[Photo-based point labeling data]
________________________________________

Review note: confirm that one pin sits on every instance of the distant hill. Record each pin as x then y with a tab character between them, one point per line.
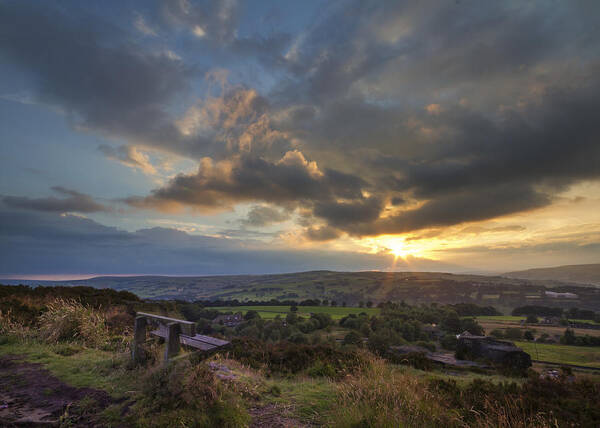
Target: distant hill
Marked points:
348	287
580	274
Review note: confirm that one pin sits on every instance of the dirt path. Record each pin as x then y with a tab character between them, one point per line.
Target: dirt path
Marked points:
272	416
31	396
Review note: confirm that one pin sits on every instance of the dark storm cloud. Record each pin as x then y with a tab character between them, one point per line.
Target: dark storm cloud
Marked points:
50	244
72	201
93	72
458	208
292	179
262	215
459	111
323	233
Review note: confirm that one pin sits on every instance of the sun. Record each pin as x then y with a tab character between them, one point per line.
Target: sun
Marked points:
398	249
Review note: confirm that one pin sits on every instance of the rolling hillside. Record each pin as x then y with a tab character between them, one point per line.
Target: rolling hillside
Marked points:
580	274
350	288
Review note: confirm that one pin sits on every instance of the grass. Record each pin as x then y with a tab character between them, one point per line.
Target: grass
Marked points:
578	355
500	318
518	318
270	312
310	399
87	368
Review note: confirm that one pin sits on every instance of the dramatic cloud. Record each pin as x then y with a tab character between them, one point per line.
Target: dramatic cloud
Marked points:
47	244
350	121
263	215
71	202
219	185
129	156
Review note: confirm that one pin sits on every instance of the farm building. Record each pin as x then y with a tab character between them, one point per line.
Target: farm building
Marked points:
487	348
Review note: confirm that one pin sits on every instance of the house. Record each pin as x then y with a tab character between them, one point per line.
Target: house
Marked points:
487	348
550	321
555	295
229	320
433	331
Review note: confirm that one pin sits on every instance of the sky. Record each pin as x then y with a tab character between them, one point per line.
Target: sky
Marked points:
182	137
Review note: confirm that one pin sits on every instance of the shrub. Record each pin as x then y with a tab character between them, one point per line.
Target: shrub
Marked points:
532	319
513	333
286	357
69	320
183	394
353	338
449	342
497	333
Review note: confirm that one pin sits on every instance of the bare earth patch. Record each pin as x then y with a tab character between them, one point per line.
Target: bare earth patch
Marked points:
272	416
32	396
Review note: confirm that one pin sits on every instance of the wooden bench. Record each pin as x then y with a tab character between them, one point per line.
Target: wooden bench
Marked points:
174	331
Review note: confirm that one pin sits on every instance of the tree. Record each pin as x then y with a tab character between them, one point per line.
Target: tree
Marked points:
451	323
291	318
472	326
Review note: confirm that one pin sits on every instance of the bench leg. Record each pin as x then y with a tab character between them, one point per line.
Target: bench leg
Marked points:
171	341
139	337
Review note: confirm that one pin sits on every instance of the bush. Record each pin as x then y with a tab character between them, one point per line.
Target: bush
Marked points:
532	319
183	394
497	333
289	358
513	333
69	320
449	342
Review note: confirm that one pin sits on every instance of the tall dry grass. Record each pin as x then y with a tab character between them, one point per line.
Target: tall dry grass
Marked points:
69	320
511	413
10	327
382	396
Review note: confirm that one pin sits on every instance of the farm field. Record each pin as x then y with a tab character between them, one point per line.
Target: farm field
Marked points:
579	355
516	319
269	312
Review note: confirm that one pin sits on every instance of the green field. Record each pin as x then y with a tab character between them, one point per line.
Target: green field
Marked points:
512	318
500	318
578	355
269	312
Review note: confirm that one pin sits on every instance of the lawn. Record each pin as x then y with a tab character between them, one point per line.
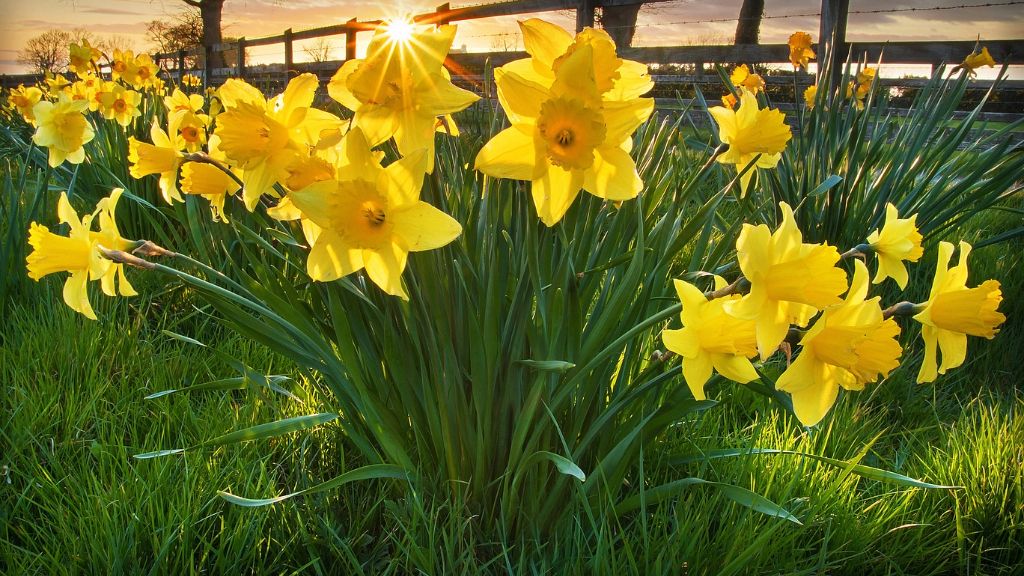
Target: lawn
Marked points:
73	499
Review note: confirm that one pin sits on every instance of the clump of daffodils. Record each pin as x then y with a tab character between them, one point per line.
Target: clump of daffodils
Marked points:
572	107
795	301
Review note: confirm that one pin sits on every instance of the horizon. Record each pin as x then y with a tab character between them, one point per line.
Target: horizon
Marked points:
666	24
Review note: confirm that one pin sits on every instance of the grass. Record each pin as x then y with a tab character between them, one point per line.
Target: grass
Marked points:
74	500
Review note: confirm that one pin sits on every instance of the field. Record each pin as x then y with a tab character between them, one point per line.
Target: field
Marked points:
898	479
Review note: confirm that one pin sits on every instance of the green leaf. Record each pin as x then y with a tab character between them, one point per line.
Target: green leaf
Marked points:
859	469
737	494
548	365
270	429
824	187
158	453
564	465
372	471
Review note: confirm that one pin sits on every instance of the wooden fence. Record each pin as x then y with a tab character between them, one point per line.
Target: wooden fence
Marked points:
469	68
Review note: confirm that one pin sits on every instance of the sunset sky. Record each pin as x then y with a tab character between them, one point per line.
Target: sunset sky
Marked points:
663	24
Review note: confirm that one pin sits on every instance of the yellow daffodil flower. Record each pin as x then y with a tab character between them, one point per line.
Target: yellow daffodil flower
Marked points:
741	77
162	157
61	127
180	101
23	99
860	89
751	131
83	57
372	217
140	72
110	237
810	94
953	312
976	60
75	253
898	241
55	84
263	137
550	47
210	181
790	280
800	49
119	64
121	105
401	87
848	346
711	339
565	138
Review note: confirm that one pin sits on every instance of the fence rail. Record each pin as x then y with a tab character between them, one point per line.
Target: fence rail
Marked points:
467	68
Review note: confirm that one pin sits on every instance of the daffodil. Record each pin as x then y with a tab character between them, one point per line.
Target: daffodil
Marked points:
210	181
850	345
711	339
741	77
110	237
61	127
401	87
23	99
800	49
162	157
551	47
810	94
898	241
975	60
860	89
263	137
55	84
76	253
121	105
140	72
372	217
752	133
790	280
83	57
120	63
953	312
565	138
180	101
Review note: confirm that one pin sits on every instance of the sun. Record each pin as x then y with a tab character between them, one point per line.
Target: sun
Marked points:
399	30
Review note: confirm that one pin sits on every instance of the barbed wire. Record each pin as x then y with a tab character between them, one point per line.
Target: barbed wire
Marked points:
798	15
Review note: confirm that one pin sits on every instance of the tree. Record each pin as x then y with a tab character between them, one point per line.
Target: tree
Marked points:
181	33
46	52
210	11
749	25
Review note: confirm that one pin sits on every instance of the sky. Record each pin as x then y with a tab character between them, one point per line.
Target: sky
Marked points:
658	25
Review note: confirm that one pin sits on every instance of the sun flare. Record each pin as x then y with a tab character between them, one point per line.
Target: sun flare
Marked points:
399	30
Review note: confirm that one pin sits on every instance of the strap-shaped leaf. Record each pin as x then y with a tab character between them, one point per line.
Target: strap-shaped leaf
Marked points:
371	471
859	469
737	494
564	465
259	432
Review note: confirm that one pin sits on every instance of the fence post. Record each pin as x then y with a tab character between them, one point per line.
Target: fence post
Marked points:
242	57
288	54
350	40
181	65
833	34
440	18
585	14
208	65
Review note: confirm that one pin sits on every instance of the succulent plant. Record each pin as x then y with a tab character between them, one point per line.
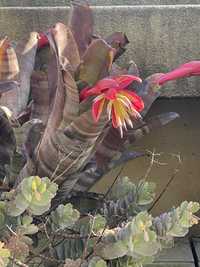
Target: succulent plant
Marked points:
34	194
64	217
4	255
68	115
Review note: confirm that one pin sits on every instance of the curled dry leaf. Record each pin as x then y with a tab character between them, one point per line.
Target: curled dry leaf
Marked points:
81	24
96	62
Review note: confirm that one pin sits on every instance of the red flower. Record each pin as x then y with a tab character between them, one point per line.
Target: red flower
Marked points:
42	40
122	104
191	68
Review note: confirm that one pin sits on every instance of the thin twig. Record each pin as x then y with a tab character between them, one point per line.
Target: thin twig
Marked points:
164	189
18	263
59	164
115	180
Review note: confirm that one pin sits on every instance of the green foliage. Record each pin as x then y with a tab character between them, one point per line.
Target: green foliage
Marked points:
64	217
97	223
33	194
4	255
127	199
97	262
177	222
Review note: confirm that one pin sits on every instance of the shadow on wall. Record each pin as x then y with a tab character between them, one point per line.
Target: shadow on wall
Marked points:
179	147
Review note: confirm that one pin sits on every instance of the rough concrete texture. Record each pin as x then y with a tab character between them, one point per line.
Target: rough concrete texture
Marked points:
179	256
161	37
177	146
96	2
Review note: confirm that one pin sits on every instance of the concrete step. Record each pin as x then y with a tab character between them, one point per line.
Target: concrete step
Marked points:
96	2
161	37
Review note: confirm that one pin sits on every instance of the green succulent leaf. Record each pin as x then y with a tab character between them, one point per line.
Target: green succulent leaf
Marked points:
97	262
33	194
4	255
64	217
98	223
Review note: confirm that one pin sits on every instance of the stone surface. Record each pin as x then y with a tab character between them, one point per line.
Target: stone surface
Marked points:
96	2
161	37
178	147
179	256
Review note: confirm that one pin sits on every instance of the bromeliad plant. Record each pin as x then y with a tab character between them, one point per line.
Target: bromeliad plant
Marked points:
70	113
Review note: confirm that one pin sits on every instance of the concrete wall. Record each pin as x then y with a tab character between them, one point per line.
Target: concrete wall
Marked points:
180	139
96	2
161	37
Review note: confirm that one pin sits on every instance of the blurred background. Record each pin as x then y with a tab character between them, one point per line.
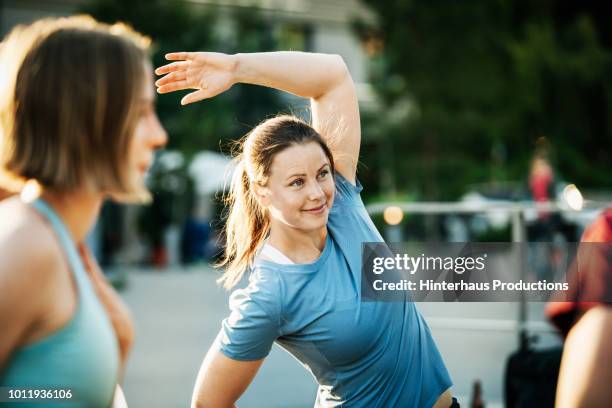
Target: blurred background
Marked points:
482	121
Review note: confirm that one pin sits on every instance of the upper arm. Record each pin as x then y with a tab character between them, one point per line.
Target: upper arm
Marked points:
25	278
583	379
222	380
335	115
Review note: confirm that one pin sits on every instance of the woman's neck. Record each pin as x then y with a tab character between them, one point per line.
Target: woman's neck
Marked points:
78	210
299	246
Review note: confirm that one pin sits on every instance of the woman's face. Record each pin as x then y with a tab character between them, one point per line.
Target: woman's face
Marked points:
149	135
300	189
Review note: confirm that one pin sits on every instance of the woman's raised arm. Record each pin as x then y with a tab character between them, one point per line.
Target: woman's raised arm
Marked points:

________________________________________

[The exercise]:
Repeat exactly the lines from the one containing "the concrete step." through the last line of the records above, both included, and leave out the pictures.

[Task response]:
Review note: confirm that one pin sits on every instance of the concrete step. Record each pin as x then y with a tab character between them, one point per line.
Target: concrete step
Marked points:
96	2
161	37
Review note: confirm that one pin sits on every instance of the green succulent leaf. Record each pin as x then y with a tab character between them, one point per line.
Target: green succulent leaf
Marked points:
97	262
33	194
4	255
64	217
98	223
Review note: confirm that one pin sits on every instance of the stone surface. Record each pin as x then y with a tab character between them, one point per line.
Target: stone surface
Marked points:
96	2
161	37
178	147
179	256
Review note: confirm that one pin sits on every instance of the bromeliad plant. Record each pin as x then y with a tab character between them, one point per line.
Target: bromeliad plant
Marked points:
70	113
Review note: confirm that one pin sits on every instance of the concrete wall. Record each pin as x then y with a tab character between them, one point per line.
Target: concrete wall
Marked points:
180	139
96	2
161	37
Review note: confirm that one pin sits on every instance of the blurred background. Record each pin as x then y with a tab character between them, one point per line.
Target: blurred background
Marked points:
482	121
Review note: confirm that one pin sits on every instance of the upper arm. Record each pin as x then y with a tab character between them, one point per line.
Target: upper arm
Marked points:
25	278
583	379
222	380
335	115
Review note: confirm that one pin sits on every instance of the woman's neck. Record each pin as x then y with a tab character between them, one point per line.
Target: woman's neck
Marked points:
78	210
299	246
Review note: confirm that one pin sits on every instance of the woman's face. Record each pin as x then y with a tab character between them, one point per line.
Target: woman's face
Marked points:
149	135
300	189
Review note: confirm that one pin sits on every instance of the woman's raised arm. Record each pin as x then y with a tab character between them, one point per line.
Target: woman's raised arm
Marked points:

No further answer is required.